What the task asks
Copy every record that follows, word for word.

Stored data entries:
□ □ □ □

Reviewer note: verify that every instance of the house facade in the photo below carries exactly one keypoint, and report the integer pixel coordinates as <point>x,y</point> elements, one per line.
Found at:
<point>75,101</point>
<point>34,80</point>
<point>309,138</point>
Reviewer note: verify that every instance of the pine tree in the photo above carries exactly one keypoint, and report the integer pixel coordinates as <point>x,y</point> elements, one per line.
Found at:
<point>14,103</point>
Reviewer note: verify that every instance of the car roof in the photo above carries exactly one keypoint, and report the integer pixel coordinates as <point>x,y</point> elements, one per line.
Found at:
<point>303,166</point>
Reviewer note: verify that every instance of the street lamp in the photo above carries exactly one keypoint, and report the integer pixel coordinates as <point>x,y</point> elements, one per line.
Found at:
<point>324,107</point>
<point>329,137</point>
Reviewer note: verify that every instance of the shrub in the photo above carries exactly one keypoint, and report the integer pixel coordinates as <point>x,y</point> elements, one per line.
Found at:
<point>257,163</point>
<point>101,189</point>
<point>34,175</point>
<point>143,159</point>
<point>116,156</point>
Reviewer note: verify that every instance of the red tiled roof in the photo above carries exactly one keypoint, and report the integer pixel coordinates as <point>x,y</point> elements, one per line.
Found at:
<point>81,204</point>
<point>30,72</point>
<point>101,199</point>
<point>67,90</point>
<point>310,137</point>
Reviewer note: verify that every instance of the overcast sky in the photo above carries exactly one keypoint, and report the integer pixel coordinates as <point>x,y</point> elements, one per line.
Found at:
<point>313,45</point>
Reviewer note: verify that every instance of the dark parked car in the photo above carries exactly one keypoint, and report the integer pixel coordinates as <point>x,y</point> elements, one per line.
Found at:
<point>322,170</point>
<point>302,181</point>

□ □ □ □

Output
Reviewer note: verify that every instance of the house facade in the photo below carries exactly one keypoint, and report the integer pixel coordinates as <point>x,y</point> elements, one per line.
Found at:
<point>75,101</point>
<point>34,80</point>
<point>309,138</point>
Reviewer note: verify that every instance of the pine tree in the photo above carries exactly one keypoint, and report the integer pixel coordinates as <point>x,y</point> elements, one per line.
Found at:
<point>14,103</point>
Reviewer note: verify that every instance of the car roof in the photo above carries exactly one keypoint, and report the integer pixel coordinates as <point>x,y</point> elements, one per line.
Found at:
<point>303,166</point>
Reviewer note: verify that every instance of the street lamp in the photo above carries exactly one keypoint, and report the integer pixel coordinates as <point>x,y</point> elements, one per line.
Found at:
<point>324,107</point>
<point>329,137</point>
Reviewer note: verify that every instance of the shrub in the photo above carries exactly one keypoint, and report the integer pixel coordinates as <point>x,y</point> elements, one per line.
Found at:
<point>257,163</point>
<point>101,189</point>
<point>34,175</point>
<point>143,159</point>
<point>116,156</point>
Reviewer note: verify that every instance of the red tiled roof in the photo above carries exactly one keypoint, and report the integer pixel coordinates as <point>x,y</point> elements, one per line.
Found at:
<point>81,204</point>
<point>30,72</point>
<point>101,199</point>
<point>67,90</point>
<point>310,137</point>
Reviewer note: verify that every instance of the overcast sky in the photo above carries exactly one keypoint, and report the integer pixel coordinates as <point>x,y</point> elements, one per line.
Found at:
<point>313,45</point>
Reviewer note: verify that every instance of the dark parked car in the photo above carries exactly one keypoint, and report the integer pixel coordinates as <point>x,y</point> elements, one per line.
Found at:
<point>322,170</point>
<point>302,181</point>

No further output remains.